(Beginning of SOURCE TEXT)
Vol 6. Issue 9 / March 13, 2006
New Service Offers Molecular Models a.k.a. "Thinking Tools"
By Mika Ono
BioMedical Graphics and the laboratory of Professor Art Olson have teamed up to offer the Scripps Research community a new molecular modeling service—not the kind of modeling that creates a virtual image on your computer screen, but the kind that builds an actual three-dimensional physical structure you can hold in your hand and pass from person to person.
The new service, which is being offered on a trial basis, grew out of the popularity of some of the models Olson was building as part of his molecular graphics research program on the La Jolla campus.
"People kept saying to me, 'I'd love to have a molecule like that,'" says Olson. "Now, there's a way they can get one."
The tangible 3-D models are most useful as "thinking tools," according to Olson, as well as for communication and teaching, for example in Scripps Research graduate classes.
"The feedback I get from researchers who have these models is that they're amazed by how much the models are used," says Olson, who has been beta testing the service for several months. "A physical object is persistent. It's there. In contrast to virtual representations, people contemplate physical objects longer and interact with each other around them more."
Olson also notes that a 3-D model engages more of one's senses than a virtual image, and thus more neurons in the brain. Studies in the perception and cognition literature support the idea that handling an object affects people differently than simply seeing it.
In fact, the history of molecular modeling goes back hundreds of years, and includes such pioneering figures as Linus Pauling and James Watson and Francis Crick. Over the last generation, though, as computers became commonplace and scientists' understanding of molecular structures became more complex, computer imaging gradually became the dominant tool for visualization.
"Now people are so used to seeing images on the computer that building a physical model can present challenges," Olson observes. "The prospect of making a solid model forces people to think about their molecule's physicality. They are confronted with such basic questions as 'Will it hold together?'"
While Olson's system builds on a long tradition, it also takes advantage of the latest in technology. Software is used to process atomic coordinates (generated by computer modeling, x-ray crystallography, or nuclear magnetic resonance) or volumetric images, such as from electron microscopy. This information is then used to build a geometric model that can be fed into a three-dimensional fabricating printer that "prints" solid objects out of thousands of layers of a special fine plaster powder.
(End of SOURCE TEXT)
(Beginning of EXTRACTED DATA)
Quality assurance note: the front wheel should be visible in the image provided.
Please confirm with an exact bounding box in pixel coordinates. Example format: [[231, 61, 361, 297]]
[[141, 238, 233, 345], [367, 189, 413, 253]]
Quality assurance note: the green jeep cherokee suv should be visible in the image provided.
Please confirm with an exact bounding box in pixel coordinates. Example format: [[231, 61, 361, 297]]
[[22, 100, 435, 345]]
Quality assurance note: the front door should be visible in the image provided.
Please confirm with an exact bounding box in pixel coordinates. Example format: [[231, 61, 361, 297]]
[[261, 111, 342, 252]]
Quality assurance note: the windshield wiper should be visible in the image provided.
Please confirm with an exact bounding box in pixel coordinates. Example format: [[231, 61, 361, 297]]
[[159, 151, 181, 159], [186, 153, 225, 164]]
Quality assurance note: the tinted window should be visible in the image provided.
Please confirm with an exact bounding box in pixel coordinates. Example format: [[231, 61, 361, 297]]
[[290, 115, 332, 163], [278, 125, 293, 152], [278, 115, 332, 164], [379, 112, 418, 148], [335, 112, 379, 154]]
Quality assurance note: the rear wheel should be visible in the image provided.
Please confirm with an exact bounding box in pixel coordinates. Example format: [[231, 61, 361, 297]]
(End of EXTRACTED DATA)
**REQUIREMENT A:**
According to the article on the molecular modeling service, what material does the three-dimensional printer use to build solid objects?
**REQUIREMENT B:**
From the article on the molecular modeling service, extract the passage from "By Mika Ono" up to and including "La Jolla campus.", word for word.

**EXERCISE ANSWER A:**
It uses thousands of layers of a special fine plaster powder.

**EXERCISE ANSWER B:**
By Mika Ono
BioMedical Graphics and the laboratory of Professor Art Olson have teamed up to offer the Scripps Research community a new molecular modeling service—not the kind of modeling that creates a virtual image on your computer screen, but the kind that builds an actual three-dimensional physical structure you can hold in your hand and pass from person to person.
The new service, which is being offered on a trial basis, grew out of the popularity of some of the models Olson was building as part of his molecular graphics research program on the La Jolla campus.